Consigne — Reproduisez intégralement le texte sur l’IA de négociation de Facebook, mot pour mot.

Texte —

Mais c’est bien l’image de l’IA créée par la science-fiction qui fait en sorte que notre fantaisie se déchaîne quand nous lisons que “Facebook a dû stopper une application d’IA, parce qu’elle avait commencé à inventer son propre langage secret“. Cela n’est pas une fausse information, mais une information trompeuse. En réalité, il s’agissait d’un système d’IA formé pour négocier. Il était alimenté par les données lexicales de précédentes négociations et par les scores attribués à chaque technique de négociation. Sur base de ces données, il était capable de créer ses propres techniques de négociation. Le système se mit toutefois à produire un méli-mélo de mots qui ne formaient pas de phrases correctes ni sur le plan grammatical ni sur le plan sémantique, mais qui obtenaient néanmoins des scores élevés – ce qui fait que les développeurs durent en revisiter les paramètres. Voilà qui réduit évidemment le côté sensationnel de la chose.

Données de pointage des régions —

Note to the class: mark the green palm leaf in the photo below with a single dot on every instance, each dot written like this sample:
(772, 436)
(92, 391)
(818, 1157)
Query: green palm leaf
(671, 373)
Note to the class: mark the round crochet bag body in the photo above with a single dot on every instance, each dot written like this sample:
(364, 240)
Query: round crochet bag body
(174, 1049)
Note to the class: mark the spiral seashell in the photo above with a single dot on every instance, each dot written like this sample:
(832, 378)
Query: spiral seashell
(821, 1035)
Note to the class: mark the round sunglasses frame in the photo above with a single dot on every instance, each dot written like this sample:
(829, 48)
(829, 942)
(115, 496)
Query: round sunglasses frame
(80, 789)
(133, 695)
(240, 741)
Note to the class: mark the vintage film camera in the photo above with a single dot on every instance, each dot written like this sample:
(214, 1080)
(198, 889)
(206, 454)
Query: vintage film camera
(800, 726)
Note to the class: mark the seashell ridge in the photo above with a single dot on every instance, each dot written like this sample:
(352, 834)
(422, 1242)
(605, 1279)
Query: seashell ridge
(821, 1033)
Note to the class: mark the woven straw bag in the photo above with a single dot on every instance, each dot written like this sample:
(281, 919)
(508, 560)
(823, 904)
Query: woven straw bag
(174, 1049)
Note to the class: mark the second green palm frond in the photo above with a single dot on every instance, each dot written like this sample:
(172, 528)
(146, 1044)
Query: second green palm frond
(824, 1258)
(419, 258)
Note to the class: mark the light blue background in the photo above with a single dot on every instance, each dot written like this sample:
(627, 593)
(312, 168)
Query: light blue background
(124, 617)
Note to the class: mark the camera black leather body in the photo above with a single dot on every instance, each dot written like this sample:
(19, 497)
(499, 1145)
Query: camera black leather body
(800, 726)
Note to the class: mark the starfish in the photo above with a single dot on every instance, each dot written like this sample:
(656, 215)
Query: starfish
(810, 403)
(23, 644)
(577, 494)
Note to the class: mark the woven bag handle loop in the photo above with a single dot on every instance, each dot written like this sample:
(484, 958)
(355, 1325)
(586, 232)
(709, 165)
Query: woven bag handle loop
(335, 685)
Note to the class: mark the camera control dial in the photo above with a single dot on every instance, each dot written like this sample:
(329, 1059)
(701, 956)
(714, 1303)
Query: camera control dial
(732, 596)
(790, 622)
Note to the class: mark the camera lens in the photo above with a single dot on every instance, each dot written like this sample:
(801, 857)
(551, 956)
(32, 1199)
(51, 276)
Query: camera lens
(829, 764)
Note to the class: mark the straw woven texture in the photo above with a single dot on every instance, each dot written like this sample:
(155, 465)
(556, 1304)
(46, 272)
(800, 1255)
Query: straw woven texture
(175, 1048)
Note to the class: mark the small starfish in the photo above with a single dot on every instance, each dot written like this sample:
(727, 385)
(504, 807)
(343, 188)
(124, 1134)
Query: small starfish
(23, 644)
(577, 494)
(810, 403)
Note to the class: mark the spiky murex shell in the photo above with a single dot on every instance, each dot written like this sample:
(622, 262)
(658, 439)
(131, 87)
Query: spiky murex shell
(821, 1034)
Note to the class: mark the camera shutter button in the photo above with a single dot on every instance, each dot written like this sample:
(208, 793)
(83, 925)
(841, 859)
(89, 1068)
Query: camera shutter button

Corrigé —
Mais c’est bien l’image de l’IA créée par la science-fiction qui fait en sorte que notre fantaisie se déchaîne quand nous lisons que “Facebook a dû stopper une application d’IA, parce qu’elle avait commencé à inventer son propre langage secret“. Cela n’est pas une fausse information, mais une information trompeuse. En réalité, il s’agissait d’un système d’IA formé pour négocier. Il était alimenté par les données lexicales de précédentes négociations et par les scores attribués à chaque technique de négociation. Sur base de ces données, il était capable de créer ses propres techniques de négociation. Le système se mit toutefois à produire un méli-mélo de mots qui ne formaient pas de phrases correctes ni sur le plan grammatical ni sur le plan sémantique, mais qui obtenaient néanmoins des scores élevés – ce qui fait que les développeurs durent en revisiter les paramètres. Voilà qui réduit évidemment le côté sensationnel de la chose.